**Exercise data:**
======

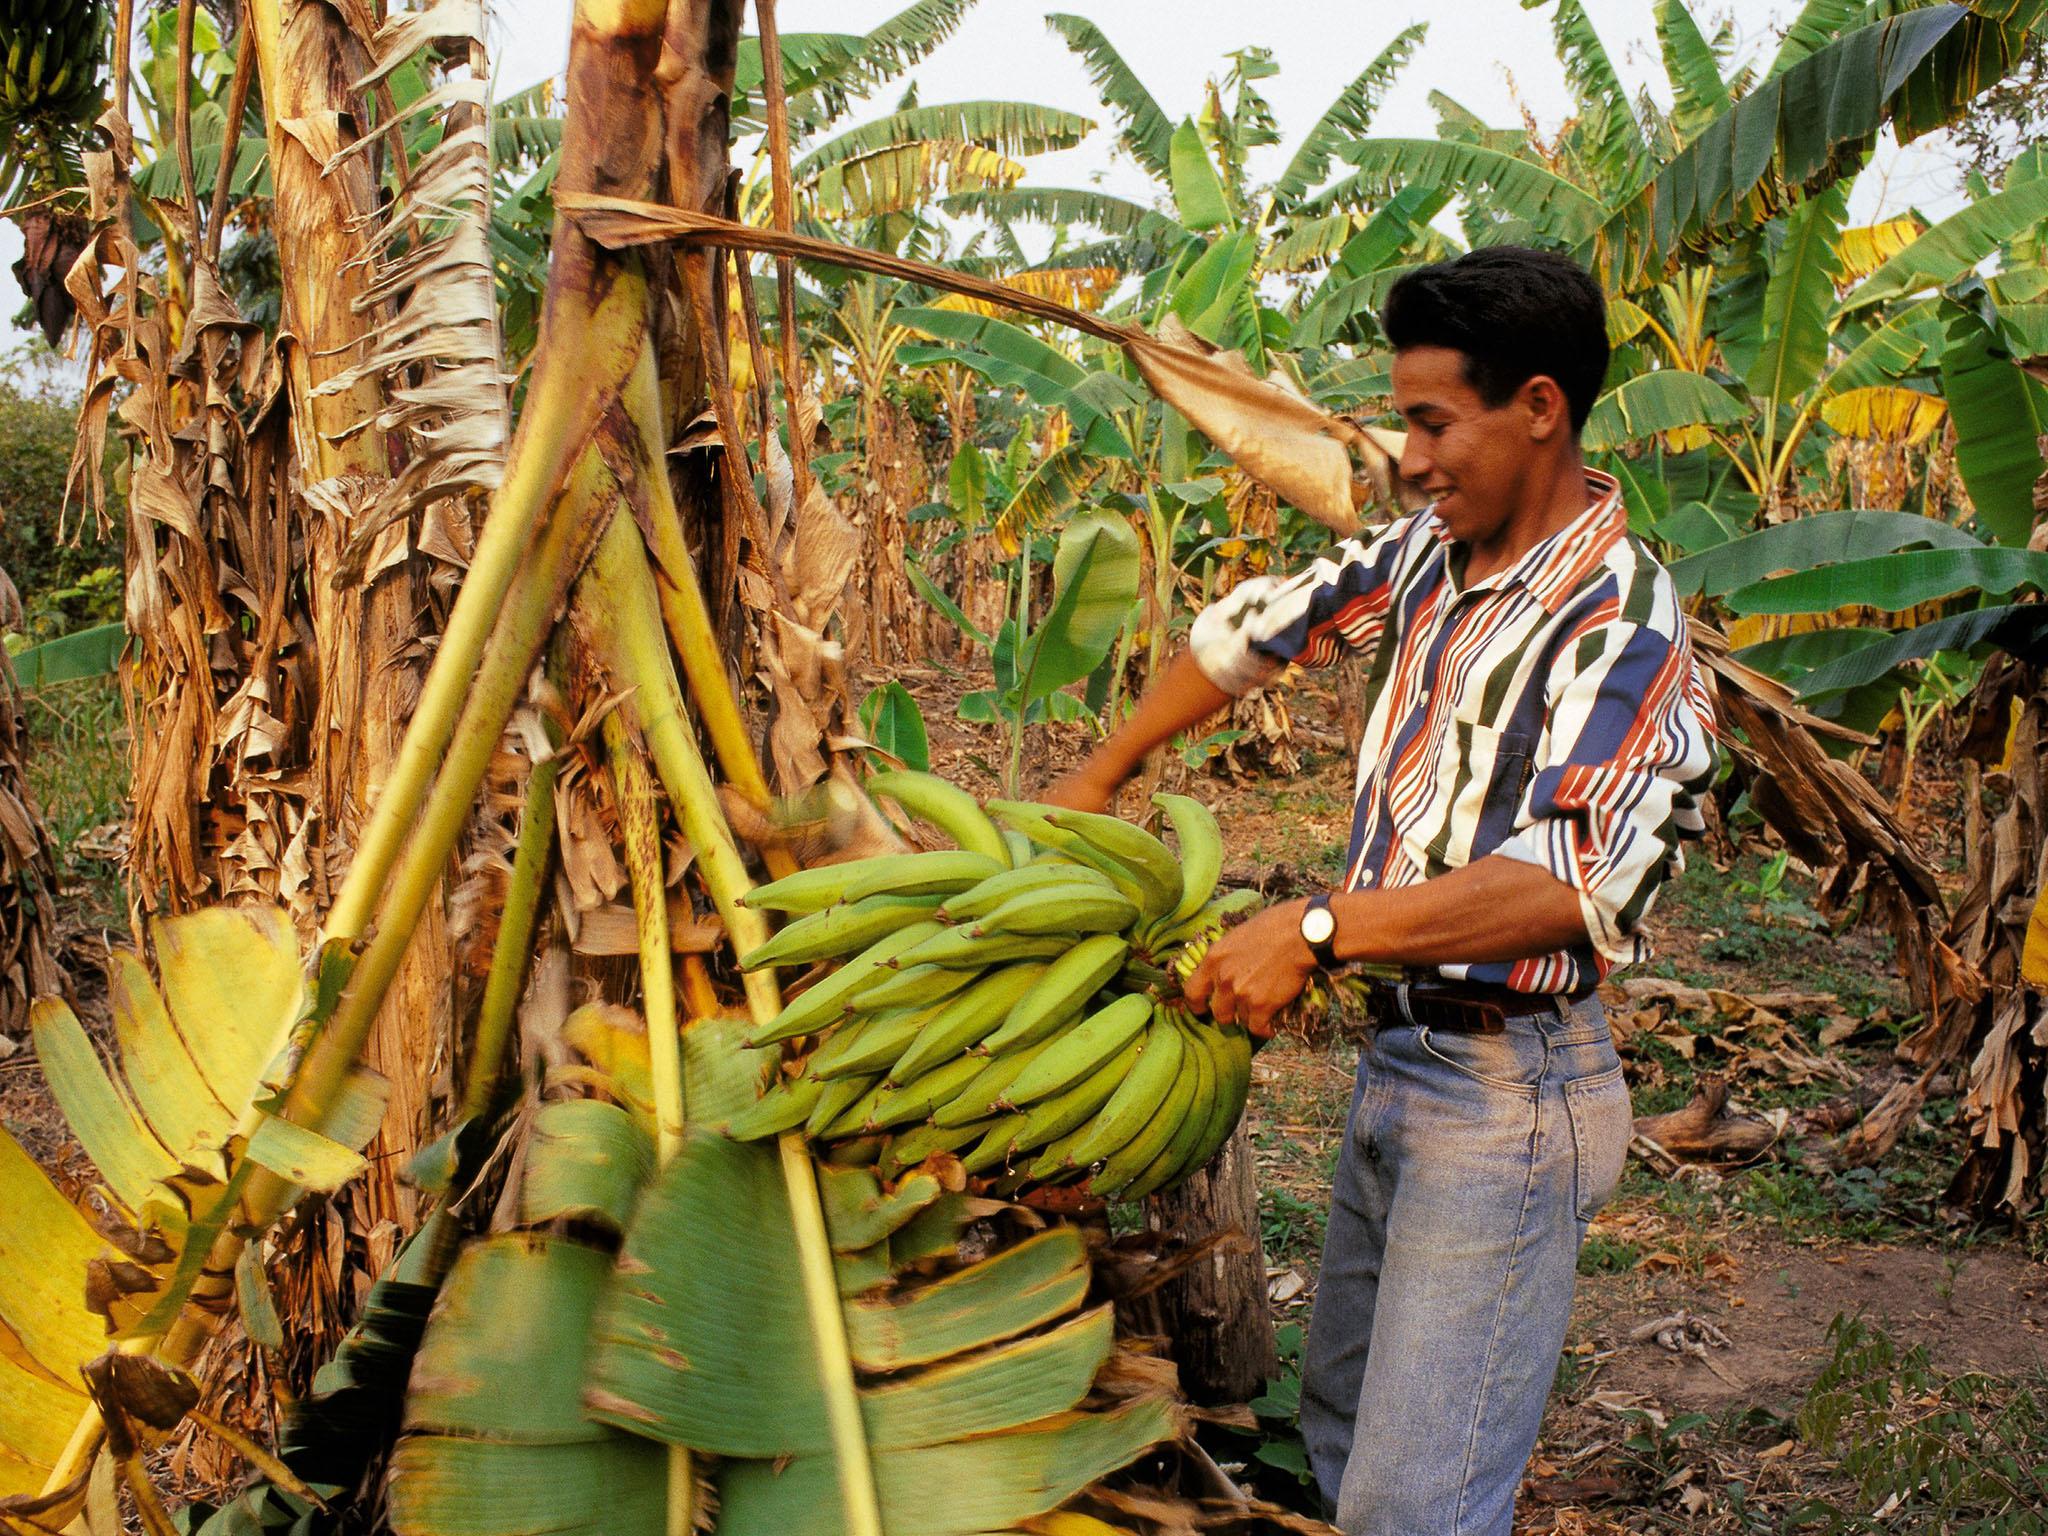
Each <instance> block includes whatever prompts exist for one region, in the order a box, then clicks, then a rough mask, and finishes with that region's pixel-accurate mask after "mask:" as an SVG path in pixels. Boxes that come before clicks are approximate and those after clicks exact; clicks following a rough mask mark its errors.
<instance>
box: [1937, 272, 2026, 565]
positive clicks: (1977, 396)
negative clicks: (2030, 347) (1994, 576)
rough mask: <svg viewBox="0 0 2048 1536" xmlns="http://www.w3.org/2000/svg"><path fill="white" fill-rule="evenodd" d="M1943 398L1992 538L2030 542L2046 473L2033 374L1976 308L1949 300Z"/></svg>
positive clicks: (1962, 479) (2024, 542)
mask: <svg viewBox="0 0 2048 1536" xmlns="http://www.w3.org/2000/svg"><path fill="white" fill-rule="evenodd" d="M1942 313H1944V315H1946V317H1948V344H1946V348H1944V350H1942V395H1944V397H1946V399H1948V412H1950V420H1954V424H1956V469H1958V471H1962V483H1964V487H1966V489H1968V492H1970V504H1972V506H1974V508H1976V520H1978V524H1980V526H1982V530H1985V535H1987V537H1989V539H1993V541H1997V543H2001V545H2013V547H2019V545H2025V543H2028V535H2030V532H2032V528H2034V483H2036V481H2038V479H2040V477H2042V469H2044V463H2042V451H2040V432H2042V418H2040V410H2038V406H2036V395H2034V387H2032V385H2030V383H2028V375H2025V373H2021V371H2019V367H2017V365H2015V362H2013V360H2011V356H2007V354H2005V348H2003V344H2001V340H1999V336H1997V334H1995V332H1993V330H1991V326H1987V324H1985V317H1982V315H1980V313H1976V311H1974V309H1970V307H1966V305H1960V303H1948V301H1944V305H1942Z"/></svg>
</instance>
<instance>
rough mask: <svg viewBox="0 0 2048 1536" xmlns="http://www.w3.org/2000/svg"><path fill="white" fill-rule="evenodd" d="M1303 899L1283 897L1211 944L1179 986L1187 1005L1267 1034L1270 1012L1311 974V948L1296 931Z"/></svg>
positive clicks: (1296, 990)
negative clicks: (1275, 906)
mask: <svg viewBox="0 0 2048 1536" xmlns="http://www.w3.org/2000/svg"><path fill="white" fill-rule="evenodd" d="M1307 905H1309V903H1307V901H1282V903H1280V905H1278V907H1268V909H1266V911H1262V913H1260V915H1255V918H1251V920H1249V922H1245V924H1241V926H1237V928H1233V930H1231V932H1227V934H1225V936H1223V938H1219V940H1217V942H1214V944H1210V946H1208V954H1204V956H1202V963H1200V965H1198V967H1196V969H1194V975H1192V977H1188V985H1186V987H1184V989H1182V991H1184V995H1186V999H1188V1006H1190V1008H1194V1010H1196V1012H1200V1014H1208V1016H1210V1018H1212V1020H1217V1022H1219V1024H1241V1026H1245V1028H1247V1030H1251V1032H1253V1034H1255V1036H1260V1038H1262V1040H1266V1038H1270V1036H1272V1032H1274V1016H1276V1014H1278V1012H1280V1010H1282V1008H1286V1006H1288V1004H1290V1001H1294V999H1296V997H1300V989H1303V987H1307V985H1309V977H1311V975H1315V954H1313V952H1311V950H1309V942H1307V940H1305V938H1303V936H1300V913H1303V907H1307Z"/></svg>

======

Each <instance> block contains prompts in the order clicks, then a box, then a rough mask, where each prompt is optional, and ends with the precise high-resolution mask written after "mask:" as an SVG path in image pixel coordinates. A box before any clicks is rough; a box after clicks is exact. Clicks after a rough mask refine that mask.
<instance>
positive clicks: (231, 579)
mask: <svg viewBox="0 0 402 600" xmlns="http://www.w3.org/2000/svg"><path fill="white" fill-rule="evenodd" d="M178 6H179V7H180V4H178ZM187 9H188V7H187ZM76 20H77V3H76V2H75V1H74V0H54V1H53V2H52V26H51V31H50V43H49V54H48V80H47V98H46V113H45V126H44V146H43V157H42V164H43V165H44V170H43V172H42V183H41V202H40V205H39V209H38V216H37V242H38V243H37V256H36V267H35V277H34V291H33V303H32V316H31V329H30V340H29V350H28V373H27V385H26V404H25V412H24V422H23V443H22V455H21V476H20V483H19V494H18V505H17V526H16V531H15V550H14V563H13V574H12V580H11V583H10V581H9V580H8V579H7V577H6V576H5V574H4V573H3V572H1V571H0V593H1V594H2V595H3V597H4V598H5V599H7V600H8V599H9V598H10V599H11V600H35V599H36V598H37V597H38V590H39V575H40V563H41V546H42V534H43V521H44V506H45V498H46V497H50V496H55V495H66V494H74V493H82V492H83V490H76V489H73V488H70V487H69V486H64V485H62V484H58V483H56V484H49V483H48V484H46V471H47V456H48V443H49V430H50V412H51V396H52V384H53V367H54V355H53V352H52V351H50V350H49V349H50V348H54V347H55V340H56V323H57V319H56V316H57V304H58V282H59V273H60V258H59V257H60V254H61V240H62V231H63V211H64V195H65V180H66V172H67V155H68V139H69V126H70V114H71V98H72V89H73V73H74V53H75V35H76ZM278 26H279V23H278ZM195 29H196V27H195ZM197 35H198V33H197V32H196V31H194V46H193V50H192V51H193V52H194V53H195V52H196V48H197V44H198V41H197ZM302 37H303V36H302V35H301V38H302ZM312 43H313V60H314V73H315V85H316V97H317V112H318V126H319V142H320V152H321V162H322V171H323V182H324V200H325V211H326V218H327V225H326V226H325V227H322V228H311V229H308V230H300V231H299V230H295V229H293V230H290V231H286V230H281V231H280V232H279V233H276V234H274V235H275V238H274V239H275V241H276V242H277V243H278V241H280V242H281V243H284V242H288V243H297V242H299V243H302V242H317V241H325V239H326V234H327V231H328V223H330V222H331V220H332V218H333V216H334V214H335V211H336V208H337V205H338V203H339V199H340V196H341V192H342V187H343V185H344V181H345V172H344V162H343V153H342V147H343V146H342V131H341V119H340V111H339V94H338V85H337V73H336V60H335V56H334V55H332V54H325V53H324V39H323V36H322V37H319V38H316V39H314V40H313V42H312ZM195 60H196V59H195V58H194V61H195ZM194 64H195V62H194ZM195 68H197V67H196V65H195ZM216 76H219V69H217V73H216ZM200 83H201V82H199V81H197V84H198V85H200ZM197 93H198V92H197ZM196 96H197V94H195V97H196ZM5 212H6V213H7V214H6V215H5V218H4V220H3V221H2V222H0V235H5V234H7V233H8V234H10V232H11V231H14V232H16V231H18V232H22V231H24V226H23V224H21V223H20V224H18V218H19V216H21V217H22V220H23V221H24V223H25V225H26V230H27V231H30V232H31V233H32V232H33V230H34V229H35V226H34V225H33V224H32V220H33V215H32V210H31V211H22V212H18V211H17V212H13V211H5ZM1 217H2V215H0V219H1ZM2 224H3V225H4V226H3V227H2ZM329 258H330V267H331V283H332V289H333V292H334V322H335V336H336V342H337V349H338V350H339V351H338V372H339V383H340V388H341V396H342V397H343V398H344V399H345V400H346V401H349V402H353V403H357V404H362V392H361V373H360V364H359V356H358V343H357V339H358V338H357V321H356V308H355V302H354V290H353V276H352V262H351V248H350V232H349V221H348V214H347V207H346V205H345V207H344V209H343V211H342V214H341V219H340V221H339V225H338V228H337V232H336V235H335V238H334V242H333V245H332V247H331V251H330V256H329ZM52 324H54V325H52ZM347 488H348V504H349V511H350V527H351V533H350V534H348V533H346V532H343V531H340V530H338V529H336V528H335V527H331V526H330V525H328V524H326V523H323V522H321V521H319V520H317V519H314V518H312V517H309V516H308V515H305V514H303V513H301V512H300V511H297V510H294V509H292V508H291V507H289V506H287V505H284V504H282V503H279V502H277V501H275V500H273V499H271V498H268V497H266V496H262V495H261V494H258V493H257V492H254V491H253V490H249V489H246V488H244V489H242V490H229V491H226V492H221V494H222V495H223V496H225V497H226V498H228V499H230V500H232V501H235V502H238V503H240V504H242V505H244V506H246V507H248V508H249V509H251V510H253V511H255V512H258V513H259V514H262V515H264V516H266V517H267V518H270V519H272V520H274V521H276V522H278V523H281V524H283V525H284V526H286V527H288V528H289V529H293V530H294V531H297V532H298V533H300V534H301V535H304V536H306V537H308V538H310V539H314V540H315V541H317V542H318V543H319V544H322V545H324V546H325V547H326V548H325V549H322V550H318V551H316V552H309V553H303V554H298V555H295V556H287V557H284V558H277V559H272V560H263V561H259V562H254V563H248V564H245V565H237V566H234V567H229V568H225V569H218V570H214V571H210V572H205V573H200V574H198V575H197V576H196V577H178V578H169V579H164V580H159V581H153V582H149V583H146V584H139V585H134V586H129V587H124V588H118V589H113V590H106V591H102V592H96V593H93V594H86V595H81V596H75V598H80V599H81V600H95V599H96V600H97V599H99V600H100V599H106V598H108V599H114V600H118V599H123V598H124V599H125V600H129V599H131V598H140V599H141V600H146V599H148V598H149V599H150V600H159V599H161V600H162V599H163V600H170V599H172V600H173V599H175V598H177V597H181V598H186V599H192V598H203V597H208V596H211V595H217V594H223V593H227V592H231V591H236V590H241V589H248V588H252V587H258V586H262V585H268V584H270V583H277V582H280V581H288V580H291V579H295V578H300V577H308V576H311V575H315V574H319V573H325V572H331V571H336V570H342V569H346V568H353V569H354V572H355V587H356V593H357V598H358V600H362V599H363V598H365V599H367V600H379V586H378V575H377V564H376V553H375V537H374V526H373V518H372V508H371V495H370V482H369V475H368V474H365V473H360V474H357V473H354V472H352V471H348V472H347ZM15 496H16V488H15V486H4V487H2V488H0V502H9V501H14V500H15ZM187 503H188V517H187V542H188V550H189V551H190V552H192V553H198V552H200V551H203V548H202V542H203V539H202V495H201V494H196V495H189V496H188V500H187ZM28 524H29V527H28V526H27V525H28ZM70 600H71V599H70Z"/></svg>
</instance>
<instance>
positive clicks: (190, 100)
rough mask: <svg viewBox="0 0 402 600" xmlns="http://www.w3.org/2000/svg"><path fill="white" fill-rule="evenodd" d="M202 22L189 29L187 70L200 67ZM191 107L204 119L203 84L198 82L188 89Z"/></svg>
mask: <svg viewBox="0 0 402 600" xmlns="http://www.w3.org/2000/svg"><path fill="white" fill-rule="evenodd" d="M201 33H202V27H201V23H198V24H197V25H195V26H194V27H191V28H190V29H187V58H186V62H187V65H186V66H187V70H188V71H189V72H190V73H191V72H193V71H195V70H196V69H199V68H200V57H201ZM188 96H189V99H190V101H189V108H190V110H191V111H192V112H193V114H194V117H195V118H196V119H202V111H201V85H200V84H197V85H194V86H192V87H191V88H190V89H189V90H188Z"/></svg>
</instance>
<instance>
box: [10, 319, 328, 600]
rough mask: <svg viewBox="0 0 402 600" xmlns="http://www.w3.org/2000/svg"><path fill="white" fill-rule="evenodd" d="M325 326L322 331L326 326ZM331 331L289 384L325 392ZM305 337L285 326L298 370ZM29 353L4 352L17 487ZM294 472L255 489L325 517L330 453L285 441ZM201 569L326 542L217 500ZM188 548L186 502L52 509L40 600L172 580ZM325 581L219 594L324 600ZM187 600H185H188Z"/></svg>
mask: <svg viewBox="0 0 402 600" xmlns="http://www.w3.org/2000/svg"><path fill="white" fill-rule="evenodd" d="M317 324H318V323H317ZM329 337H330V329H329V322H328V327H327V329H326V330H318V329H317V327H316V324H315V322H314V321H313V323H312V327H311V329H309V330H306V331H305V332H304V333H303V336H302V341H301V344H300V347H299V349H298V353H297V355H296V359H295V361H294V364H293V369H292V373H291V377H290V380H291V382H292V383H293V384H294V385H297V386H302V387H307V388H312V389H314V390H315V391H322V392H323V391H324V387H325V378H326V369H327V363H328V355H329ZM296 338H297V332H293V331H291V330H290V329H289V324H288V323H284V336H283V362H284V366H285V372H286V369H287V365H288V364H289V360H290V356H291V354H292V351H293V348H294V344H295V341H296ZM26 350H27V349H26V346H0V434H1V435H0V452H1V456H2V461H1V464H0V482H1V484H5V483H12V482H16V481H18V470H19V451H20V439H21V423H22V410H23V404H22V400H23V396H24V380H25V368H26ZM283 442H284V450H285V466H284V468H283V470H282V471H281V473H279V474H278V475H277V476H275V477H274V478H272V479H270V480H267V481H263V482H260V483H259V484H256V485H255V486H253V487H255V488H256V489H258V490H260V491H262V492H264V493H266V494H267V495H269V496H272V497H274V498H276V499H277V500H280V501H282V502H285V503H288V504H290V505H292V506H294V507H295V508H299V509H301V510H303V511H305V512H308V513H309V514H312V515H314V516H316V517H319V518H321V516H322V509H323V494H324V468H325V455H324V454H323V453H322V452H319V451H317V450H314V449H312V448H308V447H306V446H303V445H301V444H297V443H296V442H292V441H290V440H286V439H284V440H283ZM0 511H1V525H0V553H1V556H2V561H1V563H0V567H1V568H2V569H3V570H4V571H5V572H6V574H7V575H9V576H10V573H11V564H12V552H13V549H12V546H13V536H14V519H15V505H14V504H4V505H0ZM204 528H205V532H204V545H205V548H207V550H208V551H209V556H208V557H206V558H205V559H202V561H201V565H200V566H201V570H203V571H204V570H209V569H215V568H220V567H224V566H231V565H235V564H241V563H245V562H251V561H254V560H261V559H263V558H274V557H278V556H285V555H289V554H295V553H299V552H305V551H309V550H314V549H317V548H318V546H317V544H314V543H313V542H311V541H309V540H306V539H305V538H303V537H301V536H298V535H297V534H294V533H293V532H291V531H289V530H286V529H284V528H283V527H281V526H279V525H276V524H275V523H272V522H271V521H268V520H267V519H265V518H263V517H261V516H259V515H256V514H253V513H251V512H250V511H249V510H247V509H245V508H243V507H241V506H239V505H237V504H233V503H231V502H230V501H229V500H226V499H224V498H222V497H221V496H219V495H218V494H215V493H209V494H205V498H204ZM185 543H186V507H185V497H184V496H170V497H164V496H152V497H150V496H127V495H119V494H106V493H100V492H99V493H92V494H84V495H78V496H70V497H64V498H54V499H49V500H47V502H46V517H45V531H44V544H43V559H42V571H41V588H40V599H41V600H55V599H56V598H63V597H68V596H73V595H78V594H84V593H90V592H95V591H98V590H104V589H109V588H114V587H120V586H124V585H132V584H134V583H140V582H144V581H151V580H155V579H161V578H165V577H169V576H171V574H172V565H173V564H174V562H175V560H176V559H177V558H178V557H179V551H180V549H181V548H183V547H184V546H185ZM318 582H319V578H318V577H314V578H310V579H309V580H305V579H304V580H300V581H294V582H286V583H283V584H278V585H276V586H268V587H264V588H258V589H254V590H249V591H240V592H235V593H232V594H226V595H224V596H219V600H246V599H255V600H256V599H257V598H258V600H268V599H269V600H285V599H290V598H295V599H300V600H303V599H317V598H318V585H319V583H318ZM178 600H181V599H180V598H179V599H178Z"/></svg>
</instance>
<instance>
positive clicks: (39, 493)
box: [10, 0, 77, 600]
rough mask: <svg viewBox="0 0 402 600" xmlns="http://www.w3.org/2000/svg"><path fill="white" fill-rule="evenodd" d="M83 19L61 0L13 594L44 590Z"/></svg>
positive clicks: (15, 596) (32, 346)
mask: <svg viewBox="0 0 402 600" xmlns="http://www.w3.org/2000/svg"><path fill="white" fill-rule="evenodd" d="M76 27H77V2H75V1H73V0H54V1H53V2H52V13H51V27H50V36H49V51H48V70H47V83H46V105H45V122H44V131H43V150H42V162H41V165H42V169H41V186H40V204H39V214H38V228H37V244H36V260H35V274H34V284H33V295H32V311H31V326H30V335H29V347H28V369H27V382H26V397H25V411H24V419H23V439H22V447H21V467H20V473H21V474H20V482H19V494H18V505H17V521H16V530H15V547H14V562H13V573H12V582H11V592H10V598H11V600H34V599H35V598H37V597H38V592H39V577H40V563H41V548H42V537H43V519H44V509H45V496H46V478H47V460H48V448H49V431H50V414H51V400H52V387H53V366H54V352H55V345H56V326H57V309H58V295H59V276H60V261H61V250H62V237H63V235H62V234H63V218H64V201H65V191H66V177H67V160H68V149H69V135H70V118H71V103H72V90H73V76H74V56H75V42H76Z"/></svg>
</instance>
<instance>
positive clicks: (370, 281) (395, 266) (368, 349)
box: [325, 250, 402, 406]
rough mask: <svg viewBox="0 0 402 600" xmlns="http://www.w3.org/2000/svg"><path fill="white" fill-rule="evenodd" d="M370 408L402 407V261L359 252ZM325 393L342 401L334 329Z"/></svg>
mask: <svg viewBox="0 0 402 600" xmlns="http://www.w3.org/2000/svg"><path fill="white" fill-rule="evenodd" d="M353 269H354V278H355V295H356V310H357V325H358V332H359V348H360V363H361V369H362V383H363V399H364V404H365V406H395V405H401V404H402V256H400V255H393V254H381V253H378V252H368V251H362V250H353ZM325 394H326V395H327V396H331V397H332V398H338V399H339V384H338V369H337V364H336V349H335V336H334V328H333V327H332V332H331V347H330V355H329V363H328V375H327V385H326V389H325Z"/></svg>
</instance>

======

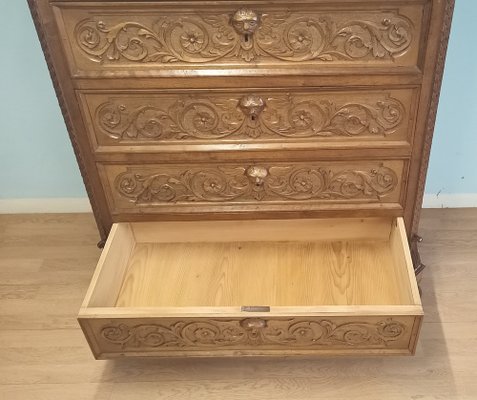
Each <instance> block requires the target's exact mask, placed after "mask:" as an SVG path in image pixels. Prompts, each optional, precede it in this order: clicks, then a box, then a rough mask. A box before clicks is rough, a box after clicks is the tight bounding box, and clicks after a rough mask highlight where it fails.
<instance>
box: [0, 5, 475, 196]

======

**Task item:** Only the lines above starting at the line that holds "Each <instance> block includes" and ending at the line that holds "398L1992 538L2030 542L2046" are to be repeated, exactly and in full.

**Expected answer:**
Each <instance> block includes whatever prompts exist for one region, in the order a box, then clicks, then a rough mask, and finishes with that region's pixel-accurate mask after "mask:" as an SVG path in pixels. Boxes that come before clicks are approximate and those after clicks exact; clicks following a rough mask mark its errors.
<instance>
box: [1937, 272, 2026, 565]
positive clicks: (1977, 396)
negative clicks: (2030, 347) (1994, 576)
rough mask: <svg viewBox="0 0 2048 1536" xmlns="http://www.w3.org/2000/svg"><path fill="white" fill-rule="evenodd" d="M1943 398L1992 538L2030 542L2046 473L2033 374L1976 308L1949 300Z"/></svg>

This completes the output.